══ Data excerpts ══

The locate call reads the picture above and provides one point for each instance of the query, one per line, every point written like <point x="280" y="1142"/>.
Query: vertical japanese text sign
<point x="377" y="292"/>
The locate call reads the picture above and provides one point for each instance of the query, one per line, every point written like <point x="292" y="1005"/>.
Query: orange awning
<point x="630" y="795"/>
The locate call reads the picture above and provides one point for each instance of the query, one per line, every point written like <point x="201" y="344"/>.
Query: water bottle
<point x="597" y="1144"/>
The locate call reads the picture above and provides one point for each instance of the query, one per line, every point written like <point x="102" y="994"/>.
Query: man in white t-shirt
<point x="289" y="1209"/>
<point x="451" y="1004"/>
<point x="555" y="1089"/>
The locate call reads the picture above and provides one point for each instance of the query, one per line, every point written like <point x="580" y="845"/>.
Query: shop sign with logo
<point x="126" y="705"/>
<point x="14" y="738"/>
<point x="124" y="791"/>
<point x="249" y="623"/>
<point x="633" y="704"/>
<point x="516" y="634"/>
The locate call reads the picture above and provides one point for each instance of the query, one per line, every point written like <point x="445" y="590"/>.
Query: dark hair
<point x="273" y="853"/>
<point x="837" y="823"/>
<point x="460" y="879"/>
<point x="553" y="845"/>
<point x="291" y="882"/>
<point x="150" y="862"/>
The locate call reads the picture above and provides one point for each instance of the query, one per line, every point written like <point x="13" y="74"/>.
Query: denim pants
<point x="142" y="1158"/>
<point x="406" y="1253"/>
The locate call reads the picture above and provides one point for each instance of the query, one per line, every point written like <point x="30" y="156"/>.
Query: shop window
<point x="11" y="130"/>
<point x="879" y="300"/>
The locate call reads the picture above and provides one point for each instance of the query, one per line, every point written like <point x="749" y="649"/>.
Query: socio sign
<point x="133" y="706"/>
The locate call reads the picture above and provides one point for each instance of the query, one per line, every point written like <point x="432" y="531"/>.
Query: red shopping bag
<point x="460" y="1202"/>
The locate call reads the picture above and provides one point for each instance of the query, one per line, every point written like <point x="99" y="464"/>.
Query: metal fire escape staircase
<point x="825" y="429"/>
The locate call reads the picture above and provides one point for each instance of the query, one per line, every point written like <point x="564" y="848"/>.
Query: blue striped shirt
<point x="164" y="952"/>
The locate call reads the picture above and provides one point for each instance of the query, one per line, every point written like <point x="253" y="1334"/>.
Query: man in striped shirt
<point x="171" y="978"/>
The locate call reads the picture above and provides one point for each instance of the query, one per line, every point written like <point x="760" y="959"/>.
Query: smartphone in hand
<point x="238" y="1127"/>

═══

● Brief: Return every record, word for word.

● Exercise answer:
The locate call reads the picture above and provides one point for each instance of the query, one per line, every point written like <point x="280" y="1142"/>.
Query: vertical japanese text sign
<point x="377" y="292"/>
The locate call reads the picture above and provides one point for each instance of the query, one per line, every point written like <point x="292" y="1005"/>.
Query: orange awning
<point x="630" y="795"/>
The locate call reads the picture above and provides one point for each instance of the query, one per line, every point written like <point x="201" y="344"/>.
Query: water bottle
<point x="597" y="1144"/>
The locate call reads the picture above and provides one point for each instance of the query, one per line, every point written like <point x="102" y="994"/>.
Query: man in white t-shirt
<point x="289" y="1209"/>
<point x="451" y="1004"/>
<point x="555" y="1089"/>
The locate call reads the picture above and provides one point for each instance of the query, one per line, every point written like <point x="580" y="845"/>.
Query: shop sign with logo
<point x="126" y="705"/>
<point x="14" y="738"/>
<point x="124" y="791"/>
<point x="249" y="623"/>
<point x="633" y="704"/>
<point x="516" y="634"/>
The locate call reads the picture above and provides one point for each instance of the query, one per line, every point written like <point x="445" y="590"/>.
Query: dark hair
<point x="273" y="853"/>
<point x="837" y="823"/>
<point x="460" y="879"/>
<point x="553" y="845"/>
<point x="291" y="882"/>
<point x="150" y="862"/>
The locate call reads the picture above and provides one point for each instance of the query, one per line, every point written like <point x="13" y="74"/>.
Query: denim pants
<point x="142" y="1158"/>
<point x="406" y="1253"/>
The locate call reads the picture above and provides one point for each instance of the query, one per line, every point written like <point x="30" y="156"/>.
Query: shop window
<point x="11" y="130"/>
<point x="879" y="300"/>
The locate call reads the picture above and provides one point for each instance of the query, one per line, every point written like <point x="749" y="649"/>.
Query: socio sign
<point x="133" y="706"/>
The locate call reads the picture above and provides one point for each instance of the query, one per line, every point written like <point x="432" y="531"/>.
Query: red shopping bag
<point x="460" y="1202"/>
The locate call reads the picture above and provides one point for each instance of the query, one per line, every point written like <point x="99" y="464"/>.
Query: metal fire escape staircase
<point x="825" y="429"/>
The locate call reads the picture above and provides one point for each instance of the query, one per line, every point written like <point x="564" y="848"/>.
Query: blue striped shirt
<point x="164" y="952"/>
The locate call reads the picture above and provides one point for each instance of the query, one per line, every point written like <point x="253" y="1334"/>.
Query: man in striped shirt
<point x="171" y="978"/>
The locate call reads the picture above and provides one point for each instance of the query, one per line, every point written like <point x="760" y="959"/>.
Query: smartphone in hand
<point x="238" y="1127"/>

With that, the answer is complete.